* _Supplied text_:
-.-.-

Hanoi (VNA) – US’s news outlets have highlighted Vietnam’s strategies to stamp out the COVID-19 outbreak which they describe as effective and credit as a key factor that help the country keep coronavirus deaths to just 35 and expand its economy in 2020.
Early last year, when the US and European countries still focused on keeping out travelers from places with known COVID-19 cases, Vietnam closed its borders to the world, Vox.com said in a story published earlier this week.
When China locked down Wuhan last January and bought other countries time to react, Vietnam was one of only a handful of countries that used that time wisely, it said, adding that officials in Vietnam didn’t entertain the possibility that the coronavirus was just like the seasonal flu, nor did they consider herd immunity.
Everybody who enters needs special government permission and must complete up to 21 days of state-monitored quarantine with PCR tests. Positive cases are immediately isolated in hospitals, regardless of disease severity.
In January, the Vietnamese government set up a national task force specialised in handling pandemic, headed by a deputy prime minister, and defined a “double goal” of combating the virus and growing the economy.
The country’s officials and Party made battling COVID-19 a patriotic act. “Fight this epidemic like fight the enemy,” the prime minister said in a government meeting last January.
They transmitted health messages to the public using creative tactics, like texts to mobile phones or a viral pop song about hand-washing. They ramped up testing, starting in January 2020, and shortly thereafter began checking even asymptomatic people for the virus. By the end of last year, Vietnam was processing 1,000 tests per COVID-19 case, compared to 12.8 in the US or 21.7 in the UK.
Because the virus was quickly contained internally, the domestic economy rebounded and posted a 2.9 percent growth in 2020, it concluded.
The successes also helped foster public support for the anti-virus measures. According to a survey released in December by the UN Development Program and the Mekong Development Research Institute, 89 percent of the Vietnamese respondents said they supported the government’s approach — higher than the global average of 67 percent.
“Vietnamese people supported the government to continue having strict measures,” said Nguyen Xuan Thanh, a member of the Prime Minister’s Economic Advisory Group.
Prudentpressagency.com, meanwhile, reported that while still half of the world is struggling against the COVID-19 pandemic, there are cases like Vietnam and Taiwan (China) that seem to have really defeated the virus.
In Vietnam where aside from a few small local closures, it is almost back to normal, with schools and restaurants opening, people going to concerts and clubs, with alert kept.
The country has closed itself literally since last March, and kept its borders shut even when it reached zero daily cases of coronavirus, especially due to fear of arrivals from neighbours.
“The fewer infections, the more valuable the border restrictions: they work better when they appear excessive, before or after virus transmission,” said Mark Jett, an epidemiologist at the London School of Hygiene and Tropical Medicine.
Even today, only certain groups of people, such as businessmen or experts, can enter the country, and in any case, anyone who wants to enter needs special government permits and must then proceed quarantine for 21 days under state control.
Added to this are other measures, such as contact tracing and targeted and timely testing, that allowed Vietnam to halt the circulation of the virus even before the start of the vaccination campaign./.

-.-.-

* _Task to complete_: Transcribe the passage of the article on Vietnam's COVID-19 response between "Early last year, when" and "consider herd immunity.", inclusive. You won't need the entries for any of this.

-.-.-

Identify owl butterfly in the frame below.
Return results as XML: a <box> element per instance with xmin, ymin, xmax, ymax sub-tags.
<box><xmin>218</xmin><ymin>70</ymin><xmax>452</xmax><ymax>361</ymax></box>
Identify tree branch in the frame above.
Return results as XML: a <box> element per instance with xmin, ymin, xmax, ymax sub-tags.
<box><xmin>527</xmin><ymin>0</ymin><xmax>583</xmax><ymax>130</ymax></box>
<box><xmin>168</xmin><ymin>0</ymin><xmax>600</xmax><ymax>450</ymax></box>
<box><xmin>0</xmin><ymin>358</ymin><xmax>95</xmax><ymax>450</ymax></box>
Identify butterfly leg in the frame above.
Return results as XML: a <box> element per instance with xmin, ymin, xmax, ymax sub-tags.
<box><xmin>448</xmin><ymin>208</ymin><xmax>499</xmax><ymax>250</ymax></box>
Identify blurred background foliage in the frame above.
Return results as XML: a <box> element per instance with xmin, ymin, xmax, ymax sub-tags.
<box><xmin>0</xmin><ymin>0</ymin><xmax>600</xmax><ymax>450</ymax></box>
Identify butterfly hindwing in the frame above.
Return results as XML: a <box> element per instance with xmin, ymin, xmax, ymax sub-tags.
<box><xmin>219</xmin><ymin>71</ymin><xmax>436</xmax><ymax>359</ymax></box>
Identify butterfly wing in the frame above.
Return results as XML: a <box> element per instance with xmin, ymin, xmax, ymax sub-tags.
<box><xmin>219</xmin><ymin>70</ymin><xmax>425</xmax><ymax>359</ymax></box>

-.-.-

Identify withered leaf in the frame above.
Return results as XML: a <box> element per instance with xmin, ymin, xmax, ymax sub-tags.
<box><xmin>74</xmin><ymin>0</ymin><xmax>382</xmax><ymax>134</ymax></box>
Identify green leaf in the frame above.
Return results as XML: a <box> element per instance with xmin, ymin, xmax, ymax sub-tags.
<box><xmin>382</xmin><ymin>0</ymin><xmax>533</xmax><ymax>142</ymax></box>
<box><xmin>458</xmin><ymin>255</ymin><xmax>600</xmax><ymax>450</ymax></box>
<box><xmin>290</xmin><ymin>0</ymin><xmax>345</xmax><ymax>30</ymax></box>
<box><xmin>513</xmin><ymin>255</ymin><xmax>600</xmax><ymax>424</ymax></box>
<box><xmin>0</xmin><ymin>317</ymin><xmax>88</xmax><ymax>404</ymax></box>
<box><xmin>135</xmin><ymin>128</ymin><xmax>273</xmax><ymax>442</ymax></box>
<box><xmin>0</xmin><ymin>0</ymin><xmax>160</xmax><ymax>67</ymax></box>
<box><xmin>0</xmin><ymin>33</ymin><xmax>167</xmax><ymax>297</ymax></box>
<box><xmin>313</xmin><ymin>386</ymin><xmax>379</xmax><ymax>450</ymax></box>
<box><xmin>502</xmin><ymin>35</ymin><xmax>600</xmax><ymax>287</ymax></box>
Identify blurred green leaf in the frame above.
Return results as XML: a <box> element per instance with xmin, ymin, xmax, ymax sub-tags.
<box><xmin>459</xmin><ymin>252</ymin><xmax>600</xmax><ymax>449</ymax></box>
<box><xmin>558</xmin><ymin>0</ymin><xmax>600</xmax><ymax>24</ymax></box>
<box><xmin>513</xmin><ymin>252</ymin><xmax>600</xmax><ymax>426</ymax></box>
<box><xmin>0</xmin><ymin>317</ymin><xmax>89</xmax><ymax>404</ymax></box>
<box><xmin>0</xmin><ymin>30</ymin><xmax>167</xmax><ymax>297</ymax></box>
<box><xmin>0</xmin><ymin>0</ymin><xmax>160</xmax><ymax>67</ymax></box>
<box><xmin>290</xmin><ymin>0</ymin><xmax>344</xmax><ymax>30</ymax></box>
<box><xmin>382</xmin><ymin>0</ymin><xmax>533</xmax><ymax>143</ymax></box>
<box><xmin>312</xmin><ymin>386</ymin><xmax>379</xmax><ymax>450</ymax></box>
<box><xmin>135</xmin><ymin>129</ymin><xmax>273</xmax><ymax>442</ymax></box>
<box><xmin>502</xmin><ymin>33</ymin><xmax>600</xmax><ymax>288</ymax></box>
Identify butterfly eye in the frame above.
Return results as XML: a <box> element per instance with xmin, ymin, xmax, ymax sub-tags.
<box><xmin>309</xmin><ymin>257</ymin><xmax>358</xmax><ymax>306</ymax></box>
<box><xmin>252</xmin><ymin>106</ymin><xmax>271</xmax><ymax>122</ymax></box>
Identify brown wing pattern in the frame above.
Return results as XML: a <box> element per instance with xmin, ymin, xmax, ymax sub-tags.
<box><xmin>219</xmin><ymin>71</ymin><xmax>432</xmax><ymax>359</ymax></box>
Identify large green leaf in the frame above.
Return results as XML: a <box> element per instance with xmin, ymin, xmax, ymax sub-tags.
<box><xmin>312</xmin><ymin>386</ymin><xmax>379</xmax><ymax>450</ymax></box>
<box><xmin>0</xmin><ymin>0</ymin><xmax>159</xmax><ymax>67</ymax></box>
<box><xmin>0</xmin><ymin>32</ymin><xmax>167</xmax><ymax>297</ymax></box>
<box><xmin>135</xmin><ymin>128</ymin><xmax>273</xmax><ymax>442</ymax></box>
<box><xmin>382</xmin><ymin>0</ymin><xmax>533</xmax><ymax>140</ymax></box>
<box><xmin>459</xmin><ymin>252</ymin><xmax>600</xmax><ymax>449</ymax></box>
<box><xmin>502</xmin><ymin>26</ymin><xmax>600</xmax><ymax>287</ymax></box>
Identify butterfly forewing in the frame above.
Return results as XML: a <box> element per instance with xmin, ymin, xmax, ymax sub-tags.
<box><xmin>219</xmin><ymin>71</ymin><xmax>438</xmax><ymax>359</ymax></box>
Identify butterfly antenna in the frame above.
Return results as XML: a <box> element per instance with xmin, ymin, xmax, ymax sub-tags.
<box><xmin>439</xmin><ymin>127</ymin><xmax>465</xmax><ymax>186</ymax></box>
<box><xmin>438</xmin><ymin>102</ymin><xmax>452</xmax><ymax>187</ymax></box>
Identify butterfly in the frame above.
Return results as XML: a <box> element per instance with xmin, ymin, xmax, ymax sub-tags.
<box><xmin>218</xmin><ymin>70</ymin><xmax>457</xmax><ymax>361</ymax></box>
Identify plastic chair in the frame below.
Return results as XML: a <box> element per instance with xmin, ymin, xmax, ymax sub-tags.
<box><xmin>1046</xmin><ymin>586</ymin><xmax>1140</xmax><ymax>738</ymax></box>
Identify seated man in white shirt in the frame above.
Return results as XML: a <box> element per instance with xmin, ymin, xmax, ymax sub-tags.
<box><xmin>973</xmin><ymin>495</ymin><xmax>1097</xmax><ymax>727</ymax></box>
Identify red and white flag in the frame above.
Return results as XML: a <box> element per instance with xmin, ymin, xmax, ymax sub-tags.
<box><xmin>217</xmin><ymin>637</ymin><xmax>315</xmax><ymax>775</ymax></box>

-.-.-

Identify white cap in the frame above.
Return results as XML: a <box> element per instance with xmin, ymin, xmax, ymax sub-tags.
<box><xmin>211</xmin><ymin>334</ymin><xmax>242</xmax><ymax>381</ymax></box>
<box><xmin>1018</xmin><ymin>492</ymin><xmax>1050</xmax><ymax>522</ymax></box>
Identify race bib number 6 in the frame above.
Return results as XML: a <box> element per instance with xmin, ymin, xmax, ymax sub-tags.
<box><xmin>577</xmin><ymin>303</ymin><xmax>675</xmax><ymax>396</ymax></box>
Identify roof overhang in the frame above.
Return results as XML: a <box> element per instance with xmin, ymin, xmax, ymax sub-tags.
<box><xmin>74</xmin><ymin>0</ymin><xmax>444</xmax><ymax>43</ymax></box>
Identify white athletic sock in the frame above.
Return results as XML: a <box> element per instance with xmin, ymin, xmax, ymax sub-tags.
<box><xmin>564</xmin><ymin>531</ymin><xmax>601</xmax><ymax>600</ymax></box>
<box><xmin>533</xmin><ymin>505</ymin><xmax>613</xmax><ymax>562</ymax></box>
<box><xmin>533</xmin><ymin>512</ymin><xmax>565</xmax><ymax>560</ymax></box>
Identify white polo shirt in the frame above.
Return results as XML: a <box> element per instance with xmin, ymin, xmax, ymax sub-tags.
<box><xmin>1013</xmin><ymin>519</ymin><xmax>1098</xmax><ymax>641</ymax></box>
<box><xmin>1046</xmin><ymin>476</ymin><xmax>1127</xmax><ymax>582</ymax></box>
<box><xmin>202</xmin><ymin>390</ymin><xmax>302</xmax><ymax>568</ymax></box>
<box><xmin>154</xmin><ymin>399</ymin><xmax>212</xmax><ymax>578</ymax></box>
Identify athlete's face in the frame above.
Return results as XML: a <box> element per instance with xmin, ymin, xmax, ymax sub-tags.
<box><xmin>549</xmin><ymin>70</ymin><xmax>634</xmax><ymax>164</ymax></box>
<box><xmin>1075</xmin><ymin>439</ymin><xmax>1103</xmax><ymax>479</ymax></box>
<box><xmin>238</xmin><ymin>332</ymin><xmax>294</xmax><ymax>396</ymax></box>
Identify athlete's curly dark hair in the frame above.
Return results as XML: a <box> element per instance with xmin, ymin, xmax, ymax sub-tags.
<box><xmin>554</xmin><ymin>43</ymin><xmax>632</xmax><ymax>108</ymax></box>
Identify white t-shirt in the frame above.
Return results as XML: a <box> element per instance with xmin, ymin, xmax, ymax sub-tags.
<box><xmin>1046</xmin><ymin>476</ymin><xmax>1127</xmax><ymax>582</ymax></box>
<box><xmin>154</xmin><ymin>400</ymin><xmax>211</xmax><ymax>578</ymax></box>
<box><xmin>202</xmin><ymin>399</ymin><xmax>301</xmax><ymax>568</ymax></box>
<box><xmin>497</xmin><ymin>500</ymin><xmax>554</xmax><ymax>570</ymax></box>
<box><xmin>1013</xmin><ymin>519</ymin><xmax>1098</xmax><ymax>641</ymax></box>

-.-.-

* _Final answer_:
Early last year, when the US and European countries still focused on keeping out travelers from places with known COVID-19 cases, Vietnam closed its borders to the world, Vox.com said in a story published earlier this week.
When China locked down Wuhan last January and bought other countries time to react, Vietnam was one of only a handful of countries that used that time wisely, it said, adding that officials in Vietnam didn’t entertain the possibility that the coronavirus was just like the seasonal flu, nor did they consider herd immunity.